* [Task details]: Which lines in the entries below contain the string "dried"? Copy each of those lines in full, treating uppercase and lowercase as different.

* [Data rows]:
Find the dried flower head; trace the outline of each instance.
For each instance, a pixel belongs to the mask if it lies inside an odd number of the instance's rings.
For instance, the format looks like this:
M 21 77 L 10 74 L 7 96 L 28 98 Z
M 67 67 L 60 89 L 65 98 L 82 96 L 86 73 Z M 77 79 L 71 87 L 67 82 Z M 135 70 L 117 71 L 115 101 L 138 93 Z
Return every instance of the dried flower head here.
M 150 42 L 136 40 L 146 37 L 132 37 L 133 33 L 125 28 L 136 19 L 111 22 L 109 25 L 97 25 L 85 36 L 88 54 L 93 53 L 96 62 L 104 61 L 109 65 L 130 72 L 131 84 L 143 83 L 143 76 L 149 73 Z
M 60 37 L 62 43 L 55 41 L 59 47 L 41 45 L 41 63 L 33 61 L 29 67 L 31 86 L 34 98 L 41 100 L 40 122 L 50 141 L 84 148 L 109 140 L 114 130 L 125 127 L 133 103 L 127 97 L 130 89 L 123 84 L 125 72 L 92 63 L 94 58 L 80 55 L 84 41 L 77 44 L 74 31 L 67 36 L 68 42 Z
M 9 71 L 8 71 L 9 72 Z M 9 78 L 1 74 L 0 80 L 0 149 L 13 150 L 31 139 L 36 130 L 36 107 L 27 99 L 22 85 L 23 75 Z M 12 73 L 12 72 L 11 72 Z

* [Final result]:
Find the dried flower head; trace the outline of each instance.
Return every instance of the dried flower head here.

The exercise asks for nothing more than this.